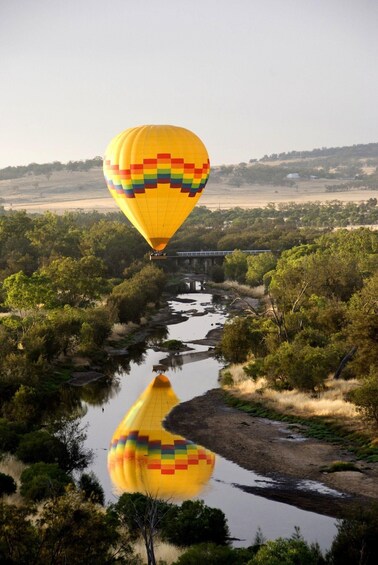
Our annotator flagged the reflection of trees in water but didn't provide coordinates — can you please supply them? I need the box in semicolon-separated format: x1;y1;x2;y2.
80;375;120;406
146;326;169;347
49;384;87;419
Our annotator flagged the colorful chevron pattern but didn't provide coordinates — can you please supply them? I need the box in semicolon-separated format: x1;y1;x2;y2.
109;430;214;475
104;153;210;198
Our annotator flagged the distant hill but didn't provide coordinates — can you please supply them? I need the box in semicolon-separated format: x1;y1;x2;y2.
0;143;378;213
260;143;378;162
0;157;102;180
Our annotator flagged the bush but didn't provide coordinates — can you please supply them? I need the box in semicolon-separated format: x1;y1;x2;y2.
0;418;19;453
175;543;253;565
79;473;105;506
0;472;17;496
328;502;378;565
349;369;378;424
161;500;229;546
20;463;71;501
251;533;324;565
16;430;67;467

**Work to be completed**.
Could you copy every row above word for word, leaving the pictures out?

**Exercise output**.
Our annotator flagged the reflection of trees in water but didn't provide coordinates — can you please supply them? I need the box in semicolon-separated format: x1;y1;x2;y2.
80;375;120;406
146;326;169;347
49;384;87;419
Our annotator flagged the colorful chevron pattern but didn't provide coordinates — can you please supply them? I need the box in semicolon-separated format: x1;y1;x2;y2.
109;430;214;475
104;153;210;198
Our annotator flagged the distant hill but didn't provide coordinates — can you please supply them? I need the box in semicolon-separated format: x1;y1;x2;y2.
0;143;378;213
260;143;378;162
0;157;102;180
Our annotator flagged the bush but didn't provide coordinates — can you please supply them? I need the box in semicolon-separated format: x1;y1;x2;y2.
0;418;19;453
175;543;253;565
79;473;105;506
0;472;17;496
328;502;378;565
349;369;378;424
161;500;229;546
20;463;71;501
251;533;324;565
16;430;67;467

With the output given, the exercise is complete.